Records on where objects are located:
______________________________
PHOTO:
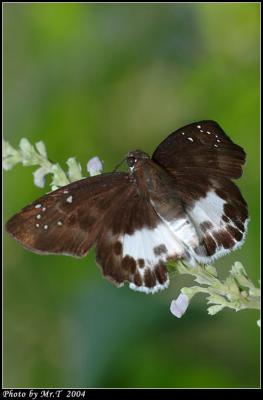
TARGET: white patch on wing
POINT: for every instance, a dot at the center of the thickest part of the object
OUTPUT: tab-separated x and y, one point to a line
211	209
141	244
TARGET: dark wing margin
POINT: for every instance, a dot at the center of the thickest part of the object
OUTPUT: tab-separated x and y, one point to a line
200	148
68	220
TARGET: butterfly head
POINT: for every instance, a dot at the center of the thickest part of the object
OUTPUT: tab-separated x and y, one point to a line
134	157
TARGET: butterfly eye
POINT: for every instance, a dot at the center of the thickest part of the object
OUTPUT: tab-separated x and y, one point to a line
131	161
______________________________
_Problem to work on_
Rewrite all of the records above, substituting "widest part" for each occurrence of "thickest part" and changing nothing else. Leave the pictures out of your answer.

_Answer to this problem_
PHOTO:
TARGET: white patch on wing
POINT: for every instance, a dot at the center of the widest part of the object
OUTPUT: tab-separated x and y, one point to a line
211	209
141	244
TARGET: dark wing margin
POINT: for every instance, a dot at the center of the widest part of the object
OUTPUT: tab-separated x and y, one point to a line
200	148
68	220
TARGET: butterfly head
POINT: for every instance, a dot at the center of the widest part of the object
OUTPUT: tab-separated x and y, one point to a line
134	157
TARGET: butterfly eye
POINT: for every instance, a dot at the center of the widest part of the object
OUTPUT: tab-separated x and y, one point to a line
131	161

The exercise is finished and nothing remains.